* Information *
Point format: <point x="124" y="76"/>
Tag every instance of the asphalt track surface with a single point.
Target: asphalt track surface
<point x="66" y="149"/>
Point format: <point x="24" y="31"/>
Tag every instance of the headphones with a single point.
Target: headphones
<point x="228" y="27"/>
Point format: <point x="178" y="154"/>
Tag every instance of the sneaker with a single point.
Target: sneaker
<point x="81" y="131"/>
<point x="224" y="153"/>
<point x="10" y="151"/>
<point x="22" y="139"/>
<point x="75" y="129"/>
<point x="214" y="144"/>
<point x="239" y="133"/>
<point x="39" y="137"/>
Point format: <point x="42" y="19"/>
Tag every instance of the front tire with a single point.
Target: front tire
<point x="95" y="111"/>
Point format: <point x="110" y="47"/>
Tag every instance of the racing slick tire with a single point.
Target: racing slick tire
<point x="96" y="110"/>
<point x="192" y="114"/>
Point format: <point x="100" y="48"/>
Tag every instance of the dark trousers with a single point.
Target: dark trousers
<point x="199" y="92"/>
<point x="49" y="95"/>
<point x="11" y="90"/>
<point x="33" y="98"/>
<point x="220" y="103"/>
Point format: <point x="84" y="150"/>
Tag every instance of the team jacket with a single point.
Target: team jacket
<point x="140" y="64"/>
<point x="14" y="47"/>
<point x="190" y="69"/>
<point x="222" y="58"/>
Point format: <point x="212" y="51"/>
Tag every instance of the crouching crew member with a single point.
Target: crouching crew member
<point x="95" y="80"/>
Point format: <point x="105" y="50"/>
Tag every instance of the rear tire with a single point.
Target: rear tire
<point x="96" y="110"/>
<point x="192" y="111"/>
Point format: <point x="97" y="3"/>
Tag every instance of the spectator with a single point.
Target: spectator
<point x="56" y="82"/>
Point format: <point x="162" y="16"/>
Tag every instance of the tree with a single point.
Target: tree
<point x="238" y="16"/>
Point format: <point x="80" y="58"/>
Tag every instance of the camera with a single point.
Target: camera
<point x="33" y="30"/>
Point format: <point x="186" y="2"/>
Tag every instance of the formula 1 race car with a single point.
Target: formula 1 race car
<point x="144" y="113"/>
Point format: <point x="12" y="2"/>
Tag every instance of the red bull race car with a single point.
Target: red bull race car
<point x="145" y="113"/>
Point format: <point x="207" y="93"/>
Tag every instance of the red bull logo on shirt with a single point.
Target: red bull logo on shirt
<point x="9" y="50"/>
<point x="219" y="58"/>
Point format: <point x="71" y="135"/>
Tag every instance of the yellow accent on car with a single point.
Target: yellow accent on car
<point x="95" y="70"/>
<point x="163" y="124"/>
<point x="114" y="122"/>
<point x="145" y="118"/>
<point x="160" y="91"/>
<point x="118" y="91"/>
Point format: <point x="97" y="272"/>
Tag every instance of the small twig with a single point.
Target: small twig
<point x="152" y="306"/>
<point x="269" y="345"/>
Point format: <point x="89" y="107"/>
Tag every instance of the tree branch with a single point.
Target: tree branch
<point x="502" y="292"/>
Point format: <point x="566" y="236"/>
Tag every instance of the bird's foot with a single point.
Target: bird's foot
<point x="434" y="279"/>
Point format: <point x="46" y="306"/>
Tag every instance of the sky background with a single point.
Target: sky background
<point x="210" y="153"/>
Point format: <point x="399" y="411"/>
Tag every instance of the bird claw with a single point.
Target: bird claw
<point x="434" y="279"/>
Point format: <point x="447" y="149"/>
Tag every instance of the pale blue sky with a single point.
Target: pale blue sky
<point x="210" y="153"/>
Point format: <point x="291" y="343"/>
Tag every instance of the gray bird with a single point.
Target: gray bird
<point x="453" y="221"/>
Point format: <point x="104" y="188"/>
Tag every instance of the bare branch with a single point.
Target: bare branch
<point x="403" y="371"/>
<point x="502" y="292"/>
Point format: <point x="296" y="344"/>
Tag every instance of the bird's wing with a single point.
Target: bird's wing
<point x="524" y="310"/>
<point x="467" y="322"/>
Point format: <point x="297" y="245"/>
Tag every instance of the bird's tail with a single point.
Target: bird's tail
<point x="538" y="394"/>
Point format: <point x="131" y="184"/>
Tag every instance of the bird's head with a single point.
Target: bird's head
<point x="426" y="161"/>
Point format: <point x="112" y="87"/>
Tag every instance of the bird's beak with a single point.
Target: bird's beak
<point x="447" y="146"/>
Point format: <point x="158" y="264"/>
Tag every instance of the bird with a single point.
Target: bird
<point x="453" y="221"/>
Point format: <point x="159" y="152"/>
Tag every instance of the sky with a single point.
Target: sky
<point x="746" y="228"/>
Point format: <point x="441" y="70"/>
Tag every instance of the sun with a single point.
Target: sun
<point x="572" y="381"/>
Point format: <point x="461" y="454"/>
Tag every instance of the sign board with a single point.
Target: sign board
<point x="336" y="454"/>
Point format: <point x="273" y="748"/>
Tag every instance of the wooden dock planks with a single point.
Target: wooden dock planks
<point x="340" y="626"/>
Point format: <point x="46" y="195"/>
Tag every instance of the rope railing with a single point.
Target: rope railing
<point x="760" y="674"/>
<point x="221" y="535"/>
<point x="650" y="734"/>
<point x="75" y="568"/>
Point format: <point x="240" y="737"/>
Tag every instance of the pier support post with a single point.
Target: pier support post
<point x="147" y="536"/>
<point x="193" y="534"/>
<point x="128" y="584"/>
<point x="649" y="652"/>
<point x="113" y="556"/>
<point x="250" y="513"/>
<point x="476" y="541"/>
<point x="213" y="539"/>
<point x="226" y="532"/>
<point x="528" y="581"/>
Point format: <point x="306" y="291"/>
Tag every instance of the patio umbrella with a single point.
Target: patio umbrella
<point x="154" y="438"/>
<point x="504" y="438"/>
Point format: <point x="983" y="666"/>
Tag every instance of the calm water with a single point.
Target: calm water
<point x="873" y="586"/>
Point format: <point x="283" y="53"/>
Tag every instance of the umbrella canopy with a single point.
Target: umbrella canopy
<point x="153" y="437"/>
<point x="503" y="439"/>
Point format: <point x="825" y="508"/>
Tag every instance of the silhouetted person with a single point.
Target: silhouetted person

---

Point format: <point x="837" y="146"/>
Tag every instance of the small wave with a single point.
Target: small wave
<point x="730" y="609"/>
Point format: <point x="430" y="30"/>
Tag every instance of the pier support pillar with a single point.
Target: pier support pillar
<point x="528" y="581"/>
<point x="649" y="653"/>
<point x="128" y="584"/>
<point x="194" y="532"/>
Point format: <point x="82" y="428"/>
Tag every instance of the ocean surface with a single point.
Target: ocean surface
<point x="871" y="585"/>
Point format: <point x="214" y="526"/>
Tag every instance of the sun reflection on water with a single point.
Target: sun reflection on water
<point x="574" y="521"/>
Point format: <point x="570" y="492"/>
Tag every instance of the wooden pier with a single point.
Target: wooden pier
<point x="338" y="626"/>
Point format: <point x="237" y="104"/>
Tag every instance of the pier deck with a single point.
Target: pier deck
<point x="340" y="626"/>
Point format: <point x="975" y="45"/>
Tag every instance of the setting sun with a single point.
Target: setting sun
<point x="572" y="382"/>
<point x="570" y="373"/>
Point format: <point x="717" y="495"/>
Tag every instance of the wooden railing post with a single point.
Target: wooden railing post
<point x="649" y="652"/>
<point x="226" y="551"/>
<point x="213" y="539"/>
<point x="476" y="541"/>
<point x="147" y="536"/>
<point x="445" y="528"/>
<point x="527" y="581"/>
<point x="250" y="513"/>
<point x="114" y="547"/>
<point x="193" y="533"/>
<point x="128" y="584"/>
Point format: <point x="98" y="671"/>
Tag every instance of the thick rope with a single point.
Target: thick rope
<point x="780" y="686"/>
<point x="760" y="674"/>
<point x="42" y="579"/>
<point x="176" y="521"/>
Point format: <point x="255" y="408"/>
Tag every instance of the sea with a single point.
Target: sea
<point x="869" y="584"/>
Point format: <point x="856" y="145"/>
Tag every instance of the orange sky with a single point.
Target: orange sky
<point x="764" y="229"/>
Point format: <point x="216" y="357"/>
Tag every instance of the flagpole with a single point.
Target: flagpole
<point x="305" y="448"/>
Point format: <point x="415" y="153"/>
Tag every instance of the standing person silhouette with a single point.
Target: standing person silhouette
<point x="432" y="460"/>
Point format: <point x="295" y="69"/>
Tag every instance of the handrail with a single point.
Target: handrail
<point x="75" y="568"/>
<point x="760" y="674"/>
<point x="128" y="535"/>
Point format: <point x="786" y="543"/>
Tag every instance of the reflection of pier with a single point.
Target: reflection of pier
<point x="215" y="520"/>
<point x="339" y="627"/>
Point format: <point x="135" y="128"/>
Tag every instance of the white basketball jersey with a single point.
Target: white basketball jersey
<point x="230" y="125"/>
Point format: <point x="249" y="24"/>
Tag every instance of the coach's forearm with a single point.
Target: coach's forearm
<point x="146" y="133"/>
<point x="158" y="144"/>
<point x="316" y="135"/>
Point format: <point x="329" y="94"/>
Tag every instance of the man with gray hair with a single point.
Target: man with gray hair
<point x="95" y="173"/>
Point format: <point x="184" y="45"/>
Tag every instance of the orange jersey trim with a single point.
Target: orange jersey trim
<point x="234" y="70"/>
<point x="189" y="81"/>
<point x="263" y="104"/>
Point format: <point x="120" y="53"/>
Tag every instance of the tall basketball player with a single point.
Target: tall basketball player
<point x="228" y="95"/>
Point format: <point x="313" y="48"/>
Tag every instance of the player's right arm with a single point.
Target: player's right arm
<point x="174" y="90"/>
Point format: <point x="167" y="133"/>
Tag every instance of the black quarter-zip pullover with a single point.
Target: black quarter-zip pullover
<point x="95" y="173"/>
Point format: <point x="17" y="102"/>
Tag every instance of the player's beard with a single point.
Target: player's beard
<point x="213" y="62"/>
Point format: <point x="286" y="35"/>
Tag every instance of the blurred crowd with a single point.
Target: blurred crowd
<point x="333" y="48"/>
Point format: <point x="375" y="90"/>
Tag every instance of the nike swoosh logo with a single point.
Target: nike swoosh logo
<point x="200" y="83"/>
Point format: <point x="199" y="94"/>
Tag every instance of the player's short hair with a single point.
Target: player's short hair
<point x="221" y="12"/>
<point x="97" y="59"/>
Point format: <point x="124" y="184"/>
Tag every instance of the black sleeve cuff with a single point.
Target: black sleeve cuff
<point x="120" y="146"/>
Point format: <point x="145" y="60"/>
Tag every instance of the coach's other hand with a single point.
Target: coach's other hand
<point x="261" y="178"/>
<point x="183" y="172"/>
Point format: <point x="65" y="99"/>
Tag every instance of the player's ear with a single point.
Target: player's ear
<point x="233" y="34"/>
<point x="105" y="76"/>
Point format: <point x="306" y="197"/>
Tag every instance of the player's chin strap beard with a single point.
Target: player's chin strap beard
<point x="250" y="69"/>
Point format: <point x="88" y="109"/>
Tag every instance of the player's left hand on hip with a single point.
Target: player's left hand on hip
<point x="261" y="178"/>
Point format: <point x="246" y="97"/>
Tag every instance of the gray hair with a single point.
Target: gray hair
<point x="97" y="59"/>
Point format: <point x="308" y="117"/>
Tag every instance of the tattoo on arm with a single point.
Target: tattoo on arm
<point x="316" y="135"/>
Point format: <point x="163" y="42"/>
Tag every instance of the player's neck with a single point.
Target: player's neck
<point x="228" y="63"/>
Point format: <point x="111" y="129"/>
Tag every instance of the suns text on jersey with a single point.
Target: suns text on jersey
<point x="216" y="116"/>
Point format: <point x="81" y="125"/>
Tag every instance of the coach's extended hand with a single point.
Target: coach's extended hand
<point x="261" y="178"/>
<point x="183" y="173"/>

* Problem statement *
For each line of the entries that contains the word "silhouetted", make a copy.

* Finished task *
Tag every instance of the silhouetted person with a single point.
Target: silhouetted person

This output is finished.